Gegeven opdracht 1 — Neem uit de items alles ongewijzigd over, van de regel met "roof, then report the bounding box." tot en met de regel met "[296,159,339,217]".

Aangeleverde tekst —
· · · ·

In 1381 is Winand van Dieteren getrouwe van Wenzel van Bohemen, echtgenoot van hertogin Johanna van Brabant, in diens hoedanigheid van heer van Valkenburg. En in 1395 wordt een laathof (!) Dieteren verheven voor Reinoud van Born/ Susteren/Sittard, de laatste mannelijke telg uit het huis Valkenburg, die een jaar later komt te overlijden. Het “Valkenburgse Dieteren” zal dus begrepen zijn geweest in de verkoop door de verwanten van Reinoud van hun erfenis in het jaar 1400.
Op het eind van de dertiende eeuw blijkt ook Gelder weer het een en ander in de melk te brokkelen te hebben in Dieteren. Vóór 1294 moet de graaf van Gelder een overeenkomst aangegaan zijn met Dirk van Dieteren, want in dat jaar komt Dirk voor op de Gelderse “Loonlijst”. In het kader van de Limburgse Successie-oorlog zal Dirk in ruil voor bescherming wel een deel van zijn soevereiniteit hebben prijsgegeven. Toch merken we de hele veertiende eeuw niets van een band van Dieteren met Gelder. De heren van Dieteren zijn blijkbaar in het bezit van hun rechten gebleven, maar het zal wel gegaan zijn als overal elders: hoe meer de plaatselijke heersers het karakter aannamen van rentenierende heerboeren of gezeten burgers, hoe meer ze voor verdediging en bestuurlijke administratie afhankelijk werden van anderen. Pas in 1403 (na de verkoop van 1400), bij het aantreden van Reinoud IV als nieuwe hertog van Gelder (en Gulik) zien we Johan van Dieteren de heerlijkheid Dieteren plotseling verheffen voor het hof van Gelder. Op dat moment is van de heerlijkheid al niet veel meer over dan de rechten op de leenkamer.

· · · ·

Getoonde items —
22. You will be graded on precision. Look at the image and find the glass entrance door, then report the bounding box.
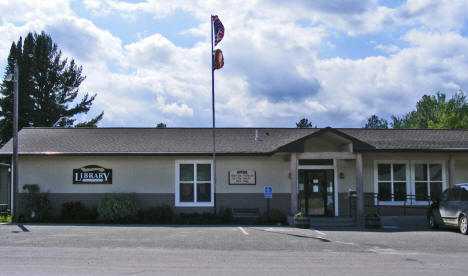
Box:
[298,170,335,216]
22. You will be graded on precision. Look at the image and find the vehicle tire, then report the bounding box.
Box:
[458,215,468,235]
[427,212,439,229]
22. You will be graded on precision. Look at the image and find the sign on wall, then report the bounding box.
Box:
[229,170,256,185]
[73,165,112,184]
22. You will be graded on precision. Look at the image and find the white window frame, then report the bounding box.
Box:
[174,160,214,207]
[411,160,447,205]
[374,160,411,205]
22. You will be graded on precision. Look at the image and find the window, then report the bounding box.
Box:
[175,160,213,207]
[460,186,468,201]
[414,163,444,201]
[374,160,446,205]
[376,162,408,202]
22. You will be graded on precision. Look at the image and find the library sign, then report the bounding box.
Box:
[229,170,256,185]
[73,165,112,184]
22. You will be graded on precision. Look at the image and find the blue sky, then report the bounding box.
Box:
[0,0,468,127]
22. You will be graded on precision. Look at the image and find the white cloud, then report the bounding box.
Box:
[375,44,400,54]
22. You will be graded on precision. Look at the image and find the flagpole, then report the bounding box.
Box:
[210,15,216,214]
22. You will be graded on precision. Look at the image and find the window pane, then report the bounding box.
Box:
[440,190,450,201]
[429,164,442,181]
[393,182,406,201]
[393,164,406,181]
[197,164,211,181]
[448,187,460,201]
[378,164,390,181]
[414,164,427,181]
[416,182,427,200]
[179,183,193,202]
[180,164,193,181]
[461,187,468,201]
[431,182,442,200]
[197,183,211,202]
[379,182,392,201]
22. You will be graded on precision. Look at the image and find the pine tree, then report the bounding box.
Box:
[0,32,104,144]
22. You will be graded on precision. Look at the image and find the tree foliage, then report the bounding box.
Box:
[296,118,312,128]
[392,91,468,129]
[365,91,468,129]
[0,32,104,144]
[364,114,388,129]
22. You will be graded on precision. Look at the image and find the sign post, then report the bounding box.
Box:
[263,186,273,213]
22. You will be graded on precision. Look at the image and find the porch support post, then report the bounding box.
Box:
[290,152,298,215]
[356,153,364,226]
[449,156,455,187]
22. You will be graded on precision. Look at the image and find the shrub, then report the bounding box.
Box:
[97,194,139,222]
[60,201,96,221]
[22,184,52,220]
[0,215,12,222]
[140,204,174,223]
[260,209,286,224]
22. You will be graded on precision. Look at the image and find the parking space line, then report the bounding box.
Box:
[310,228,327,236]
[237,226,249,235]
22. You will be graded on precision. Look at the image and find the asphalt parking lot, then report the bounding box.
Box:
[0,224,468,275]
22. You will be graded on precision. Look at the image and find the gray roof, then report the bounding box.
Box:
[0,128,468,155]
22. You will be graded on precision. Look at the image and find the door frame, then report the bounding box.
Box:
[296,159,339,217]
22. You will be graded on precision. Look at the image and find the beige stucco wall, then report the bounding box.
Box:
[455,160,468,183]
[0,166,10,204]
[19,156,290,193]
[216,155,291,193]
[19,153,468,196]
[336,160,374,193]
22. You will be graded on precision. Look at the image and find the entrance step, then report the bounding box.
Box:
[310,217,356,228]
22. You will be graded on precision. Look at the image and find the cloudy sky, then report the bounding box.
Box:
[0,0,468,127]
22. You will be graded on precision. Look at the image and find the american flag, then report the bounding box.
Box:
[211,15,224,46]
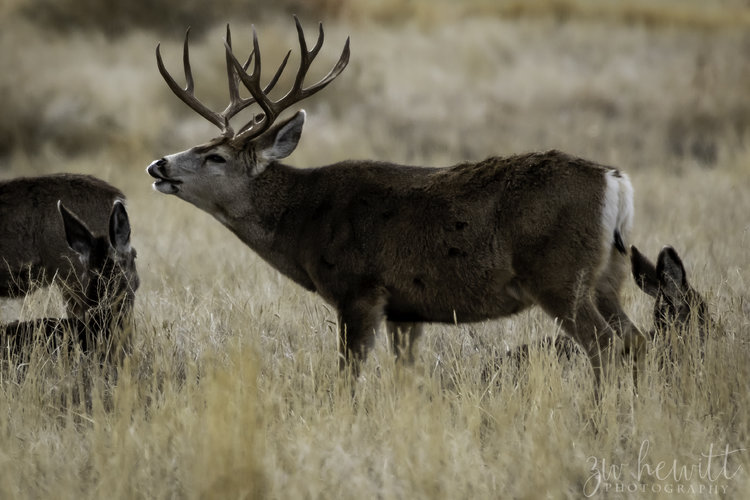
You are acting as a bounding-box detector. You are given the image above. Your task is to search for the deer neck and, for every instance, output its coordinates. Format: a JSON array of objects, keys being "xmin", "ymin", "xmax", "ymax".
[{"xmin": 215, "ymin": 163, "xmax": 314, "ymax": 290}]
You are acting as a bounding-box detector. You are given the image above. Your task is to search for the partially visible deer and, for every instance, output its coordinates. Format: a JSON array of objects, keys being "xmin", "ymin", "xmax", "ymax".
[
  {"xmin": 504, "ymin": 246, "xmax": 714, "ymax": 370},
  {"xmin": 630, "ymin": 246, "xmax": 713, "ymax": 342},
  {"xmin": 0, "ymin": 174, "xmax": 139, "ymax": 356},
  {"xmin": 147, "ymin": 17, "xmax": 639, "ymax": 380}
]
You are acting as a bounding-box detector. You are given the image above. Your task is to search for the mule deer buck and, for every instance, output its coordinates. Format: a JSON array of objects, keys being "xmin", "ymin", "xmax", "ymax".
[
  {"xmin": 0, "ymin": 174, "xmax": 139, "ymax": 356},
  {"xmin": 147, "ymin": 17, "xmax": 639, "ymax": 379}
]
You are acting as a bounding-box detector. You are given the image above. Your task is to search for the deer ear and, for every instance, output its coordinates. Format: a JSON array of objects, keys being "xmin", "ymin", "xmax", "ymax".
[
  {"xmin": 630, "ymin": 245, "xmax": 659, "ymax": 297},
  {"xmin": 256, "ymin": 110, "xmax": 306, "ymax": 173},
  {"xmin": 109, "ymin": 200, "xmax": 130, "ymax": 253},
  {"xmin": 656, "ymin": 246, "xmax": 688, "ymax": 299},
  {"xmin": 57, "ymin": 200, "xmax": 95, "ymax": 260}
]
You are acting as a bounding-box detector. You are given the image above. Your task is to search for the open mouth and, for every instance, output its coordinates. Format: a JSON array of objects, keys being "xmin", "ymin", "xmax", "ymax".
[{"xmin": 146, "ymin": 163, "xmax": 182, "ymax": 194}]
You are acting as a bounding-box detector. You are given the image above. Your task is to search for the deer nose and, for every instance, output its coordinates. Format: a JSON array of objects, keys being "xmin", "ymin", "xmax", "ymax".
[{"xmin": 146, "ymin": 158, "xmax": 167, "ymax": 177}]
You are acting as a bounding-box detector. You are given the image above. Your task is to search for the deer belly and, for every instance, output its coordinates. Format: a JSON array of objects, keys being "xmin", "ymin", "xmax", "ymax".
[{"xmin": 385, "ymin": 277, "xmax": 533, "ymax": 323}]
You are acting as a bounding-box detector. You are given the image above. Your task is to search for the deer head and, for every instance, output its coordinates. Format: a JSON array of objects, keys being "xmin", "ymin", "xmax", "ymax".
[
  {"xmin": 630, "ymin": 246, "xmax": 711, "ymax": 339},
  {"xmin": 147, "ymin": 17, "xmax": 349, "ymax": 223},
  {"xmin": 57, "ymin": 200, "xmax": 140, "ymax": 329}
]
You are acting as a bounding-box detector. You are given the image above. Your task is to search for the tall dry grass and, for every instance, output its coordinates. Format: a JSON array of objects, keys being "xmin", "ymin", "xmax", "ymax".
[{"xmin": 0, "ymin": 0, "xmax": 750, "ymax": 498}]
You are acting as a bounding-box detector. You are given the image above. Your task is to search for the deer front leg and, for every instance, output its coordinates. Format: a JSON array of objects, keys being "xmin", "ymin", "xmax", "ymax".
[
  {"xmin": 386, "ymin": 321, "xmax": 422, "ymax": 365},
  {"xmin": 338, "ymin": 288, "xmax": 386, "ymax": 378}
]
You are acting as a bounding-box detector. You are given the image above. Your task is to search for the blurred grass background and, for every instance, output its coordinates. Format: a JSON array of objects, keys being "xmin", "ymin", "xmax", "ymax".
[{"xmin": 0, "ymin": 0, "xmax": 750, "ymax": 498}]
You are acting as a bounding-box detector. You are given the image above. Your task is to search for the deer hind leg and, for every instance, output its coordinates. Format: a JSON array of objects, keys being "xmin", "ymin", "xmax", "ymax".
[
  {"xmin": 539, "ymin": 294, "xmax": 614, "ymax": 392},
  {"xmin": 338, "ymin": 288, "xmax": 386, "ymax": 377},
  {"xmin": 596, "ymin": 247, "xmax": 644, "ymax": 352},
  {"xmin": 386, "ymin": 321, "xmax": 422, "ymax": 365}
]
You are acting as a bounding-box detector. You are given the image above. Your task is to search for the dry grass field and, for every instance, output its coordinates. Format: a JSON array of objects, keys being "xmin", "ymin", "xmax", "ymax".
[{"xmin": 0, "ymin": 0, "xmax": 750, "ymax": 499}]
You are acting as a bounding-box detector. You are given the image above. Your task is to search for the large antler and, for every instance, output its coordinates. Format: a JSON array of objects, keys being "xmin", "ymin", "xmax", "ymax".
[
  {"xmin": 225, "ymin": 16, "xmax": 349, "ymax": 141},
  {"xmin": 156, "ymin": 25, "xmax": 292, "ymax": 138}
]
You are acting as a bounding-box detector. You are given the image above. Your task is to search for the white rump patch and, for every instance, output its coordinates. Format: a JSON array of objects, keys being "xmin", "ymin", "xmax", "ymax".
[{"xmin": 597, "ymin": 169, "xmax": 633, "ymax": 275}]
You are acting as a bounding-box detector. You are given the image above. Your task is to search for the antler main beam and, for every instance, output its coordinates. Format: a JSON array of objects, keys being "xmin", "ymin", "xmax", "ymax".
[
  {"xmin": 156, "ymin": 16, "xmax": 349, "ymax": 140},
  {"xmin": 225, "ymin": 16, "xmax": 349, "ymax": 140}
]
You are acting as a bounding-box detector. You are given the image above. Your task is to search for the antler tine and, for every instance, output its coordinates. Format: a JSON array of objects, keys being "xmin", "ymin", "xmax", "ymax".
[
  {"xmin": 156, "ymin": 28, "xmax": 226, "ymax": 132},
  {"xmin": 221, "ymin": 25, "xmax": 292, "ymax": 136},
  {"xmin": 225, "ymin": 16, "xmax": 349, "ymax": 140}
]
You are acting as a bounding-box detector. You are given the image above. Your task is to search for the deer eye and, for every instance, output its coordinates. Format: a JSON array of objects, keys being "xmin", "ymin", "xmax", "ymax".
[{"xmin": 206, "ymin": 154, "xmax": 227, "ymax": 163}]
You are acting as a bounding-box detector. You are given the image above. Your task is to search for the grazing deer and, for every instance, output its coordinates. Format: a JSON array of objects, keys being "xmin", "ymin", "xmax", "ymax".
[
  {"xmin": 630, "ymin": 246, "xmax": 713, "ymax": 342},
  {"xmin": 147, "ymin": 17, "xmax": 638, "ymax": 379},
  {"xmin": 0, "ymin": 174, "xmax": 139, "ymax": 356}
]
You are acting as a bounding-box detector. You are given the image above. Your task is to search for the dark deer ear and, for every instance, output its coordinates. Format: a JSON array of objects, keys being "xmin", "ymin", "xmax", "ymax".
[
  {"xmin": 656, "ymin": 246, "xmax": 688, "ymax": 299},
  {"xmin": 57, "ymin": 200, "xmax": 95, "ymax": 260},
  {"xmin": 109, "ymin": 200, "xmax": 130, "ymax": 253},
  {"xmin": 256, "ymin": 110, "xmax": 306, "ymax": 173},
  {"xmin": 630, "ymin": 245, "xmax": 659, "ymax": 297}
]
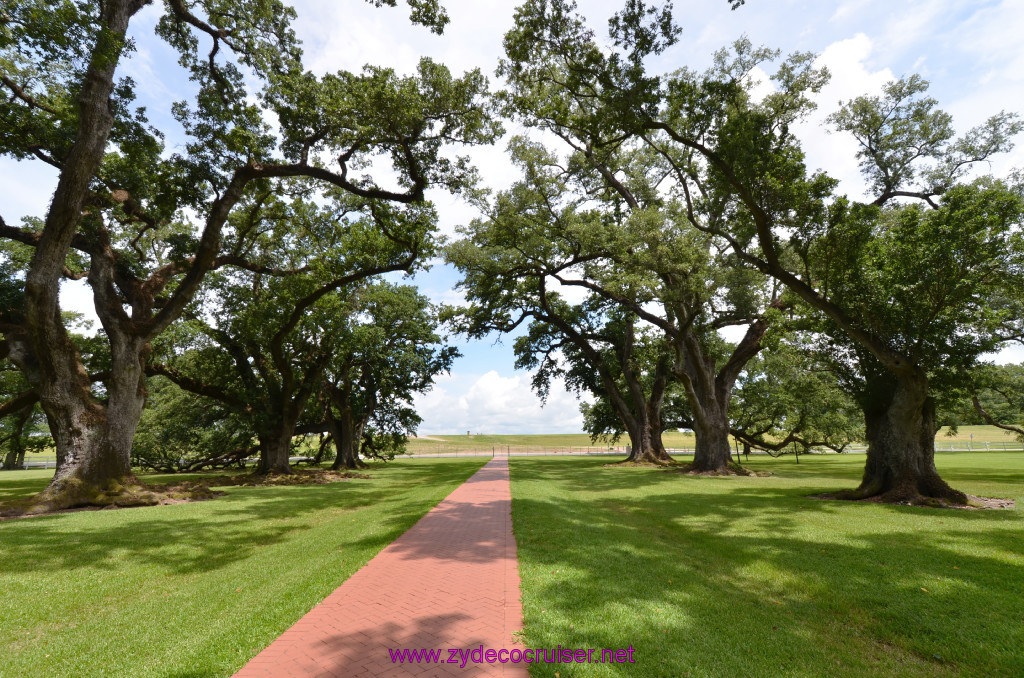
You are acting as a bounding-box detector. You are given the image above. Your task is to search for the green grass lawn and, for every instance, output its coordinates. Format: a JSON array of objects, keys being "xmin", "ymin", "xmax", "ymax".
[
  {"xmin": 409, "ymin": 431, "xmax": 694, "ymax": 454},
  {"xmin": 0, "ymin": 459, "xmax": 486, "ymax": 678},
  {"xmin": 409, "ymin": 426, "xmax": 1020, "ymax": 454},
  {"xmin": 512, "ymin": 453, "xmax": 1024, "ymax": 678}
]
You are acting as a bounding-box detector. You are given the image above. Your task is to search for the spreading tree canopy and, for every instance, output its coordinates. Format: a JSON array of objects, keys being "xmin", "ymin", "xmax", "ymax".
[{"xmin": 0, "ymin": 0, "xmax": 497, "ymax": 509}]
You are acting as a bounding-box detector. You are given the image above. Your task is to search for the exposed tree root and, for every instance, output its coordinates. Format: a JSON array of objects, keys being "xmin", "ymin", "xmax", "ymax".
[{"xmin": 0, "ymin": 477, "xmax": 224, "ymax": 519}]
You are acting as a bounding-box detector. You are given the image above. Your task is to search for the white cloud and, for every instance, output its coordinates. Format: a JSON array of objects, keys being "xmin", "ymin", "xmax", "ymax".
[
  {"xmin": 414, "ymin": 370, "xmax": 583, "ymax": 434},
  {"xmin": 794, "ymin": 33, "xmax": 894, "ymax": 198}
]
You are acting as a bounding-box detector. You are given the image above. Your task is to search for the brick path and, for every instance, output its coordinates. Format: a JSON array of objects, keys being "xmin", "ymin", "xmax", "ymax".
[{"xmin": 236, "ymin": 459, "xmax": 528, "ymax": 678}]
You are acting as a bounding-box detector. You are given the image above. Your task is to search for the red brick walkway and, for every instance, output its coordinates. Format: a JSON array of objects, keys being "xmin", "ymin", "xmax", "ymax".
[{"xmin": 236, "ymin": 459, "xmax": 528, "ymax": 678}]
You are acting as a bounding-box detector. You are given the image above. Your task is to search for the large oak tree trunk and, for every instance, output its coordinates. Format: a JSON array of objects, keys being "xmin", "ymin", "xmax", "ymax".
[
  {"xmin": 327, "ymin": 409, "xmax": 366, "ymax": 471},
  {"xmin": 626, "ymin": 417, "xmax": 675, "ymax": 464},
  {"xmin": 690, "ymin": 408, "xmax": 732, "ymax": 473},
  {"xmin": 13, "ymin": 0, "xmax": 141, "ymax": 509},
  {"xmin": 3, "ymin": 406, "xmax": 33, "ymax": 471},
  {"xmin": 256, "ymin": 409, "xmax": 299, "ymax": 475},
  {"xmin": 256, "ymin": 428, "xmax": 294, "ymax": 475},
  {"xmin": 841, "ymin": 373, "xmax": 967, "ymax": 505}
]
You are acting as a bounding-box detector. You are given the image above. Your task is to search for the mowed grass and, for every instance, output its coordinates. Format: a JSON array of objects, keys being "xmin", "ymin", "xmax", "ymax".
[
  {"xmin": 0, "ymin": 459, "xmax": 486, "ymax": 678},
  {"xmin": 409, "ymin": 426, "xmax": 1020, "ymax": 454},
  {"xmin": 409, "ymin": 431, "xmax": 694, "ymax": 454},
  {"xmin": 511, "ymin": 453, "xmax": 1024, "ymax": 678}
]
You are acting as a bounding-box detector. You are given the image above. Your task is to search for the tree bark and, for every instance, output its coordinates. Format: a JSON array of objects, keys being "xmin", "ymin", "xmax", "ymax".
[
  {"xmin": 690, "ymin": 407, "xmax": 738, "ymax": 473},
  {"xmin": 256, "ymin": 428, "xmax": 292, "ymax": 475},
  {"xmin": 327, "ymin": 408, "xmax": 366, "ymax": 471},
  {"xmin": 12, "ymin": 0, "xmax": 143, "ymax": 510},
  {"xmin": 840, "ymin": 370, "xmax": 968, "ymax": 505},
  {"xmin": 256, "ymin": 408, "xmax": 301, "ymax": 475},
  {"xmin": 3, "ymin": 407, "xmax": 33, "ymax": 471},
  {"xmin": 620, "ymin": 398, "xmax": 675, "ymax": 464}
]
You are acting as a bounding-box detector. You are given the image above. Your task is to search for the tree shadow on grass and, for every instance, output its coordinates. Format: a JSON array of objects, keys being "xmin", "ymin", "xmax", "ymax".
[
  {"xmin": 0, "ymin": 464, "xmax": 487, "ymax": 574},
  {"xmin": 513, "ymin": 458, "xmax": 1024, "ymax": 678}
]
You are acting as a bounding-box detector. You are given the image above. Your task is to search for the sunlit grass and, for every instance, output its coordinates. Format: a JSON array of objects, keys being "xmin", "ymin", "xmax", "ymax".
[
  {"xmin": 512, "ymin": 453, "xmax": 1024, "ymax": 678},
  {"xmin": 0, "ymin": 459, "xmax": 486, "ymax": 678}
]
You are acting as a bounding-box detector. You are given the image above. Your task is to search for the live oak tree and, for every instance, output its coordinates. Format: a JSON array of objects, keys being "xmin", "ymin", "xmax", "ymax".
[
  {"xmin": 132, "ymin": 375, "xmax": 253, "ymax": 473},
  {"xmin": 505, "ymin": 0, "xmax": 1022, "ymax": 504},
  {"xmin": 323, "ymin": 282, "xmax": 459, "ymax": 469},
  {"xmin": 152, "ymin": 188, "xmax": 435, "ymax": 473},
  {"xmin": 0, "ymin": 0, "xmax": 496, "ymax": 510},
  {"xmin": 730, "ymin": 334, "xmax": 864, "ymax": 454},
  {"xmin": 447, "ymin": 141, "xmax": 671, "ymax": 463},
  {"xmin": 500, "ymin": 2, "xmax": 780, "ymax": 472}
]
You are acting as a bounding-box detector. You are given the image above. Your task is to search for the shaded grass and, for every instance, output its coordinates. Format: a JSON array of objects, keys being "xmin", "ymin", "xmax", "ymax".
[
  {"xmin": 512, "ymin": 453, "xmax": 1024, "ymax": 678},
  {"xmin": 405, "ymin": 426, "xmax": 1020, "ymax": 454},
  {"xmin": 0, "ymin": 459, "xmax": 486, "ymax": 678}
]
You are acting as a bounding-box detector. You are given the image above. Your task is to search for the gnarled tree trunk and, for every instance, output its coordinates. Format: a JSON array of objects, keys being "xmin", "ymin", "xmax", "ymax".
[
  {"xmin": 620, "ymin": 387, "xmax": 675, "ymax": 464},
  {"xmin": 690, "ymin": 404, "xmax": 738, "ymax": 473},
  {"xmin": 327, "ymin": 408, "xmax": 367, "ymax": 471},
  {"xmin": 256, "ymin": 408, "xmax": 299, "ymax": 475},
  {"xmin": 840, "ymin": 370, "xmax": 967, "ymax": 505}
]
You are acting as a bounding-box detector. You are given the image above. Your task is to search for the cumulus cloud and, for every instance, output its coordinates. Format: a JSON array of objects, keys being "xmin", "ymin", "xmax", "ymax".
[
  {"xmin": 794, "ymin": 33, "xmax": 895, "ymax": 198},
  {"xmin": 414, "ymin": 370, "xmax": 583, "ymax": 434}
]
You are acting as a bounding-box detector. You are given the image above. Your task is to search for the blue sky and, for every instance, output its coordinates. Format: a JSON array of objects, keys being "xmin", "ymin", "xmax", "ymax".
[{"xmin": 0, "ymin": 0, "xmax": 1024, "ymax": 434}]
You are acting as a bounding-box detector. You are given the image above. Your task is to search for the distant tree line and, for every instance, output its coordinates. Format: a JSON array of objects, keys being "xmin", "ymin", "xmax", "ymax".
[{"xmin": 0, "ymin": 0, "xmax": 1024, "ymax": 510}]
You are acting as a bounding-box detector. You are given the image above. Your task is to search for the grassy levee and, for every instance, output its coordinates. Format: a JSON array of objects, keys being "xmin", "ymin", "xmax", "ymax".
[
  {"xmin": 511, "ymin": 453, "xmax": 1024, "ymax": 678},
  {"xmin": 409, "ymin": 426, "xmax": 1021, "ymax": 454},
  {"xmin": 0, "ymin": 459, "xmax": 486, "ymax": 678}
]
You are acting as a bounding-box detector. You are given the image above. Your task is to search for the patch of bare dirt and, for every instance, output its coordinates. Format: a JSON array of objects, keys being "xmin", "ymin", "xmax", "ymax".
[{"xmin": 0, "ymin": 480, "xmax": 225, "ymax": 520}]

· · · ·

Gegeven opdracht 2 —
Beantwoord deze vragen over de tekst over Dieteren.
(a) Van wie is Winand van Dieteren in 1381 getrouwe?
(b) In welk jaar komt Dirk van Dieteren voor op de Gelderse "Loonlijst"?
(c) Voor welk hof verheft Johan van Dieteren in 1403 de heerlijkheid Dieteren?

Antwoord opdracht 1 —
22. You will be graded on precision. Look at the image and find the gray roof, then report the bounding box.
Box:
[0,128,468,155]
22. You will be graded on precision. Look at the image and find the door frame, then report the bounding box.
Box:
[296,159,339,217]

Antwoord opdracht 2 —
(a) Van Wenzel van Bohemen, echtgenoot van hertogin Johanna van Brabant.
(b) In 1294.
(c) Voor het hof van Gelder.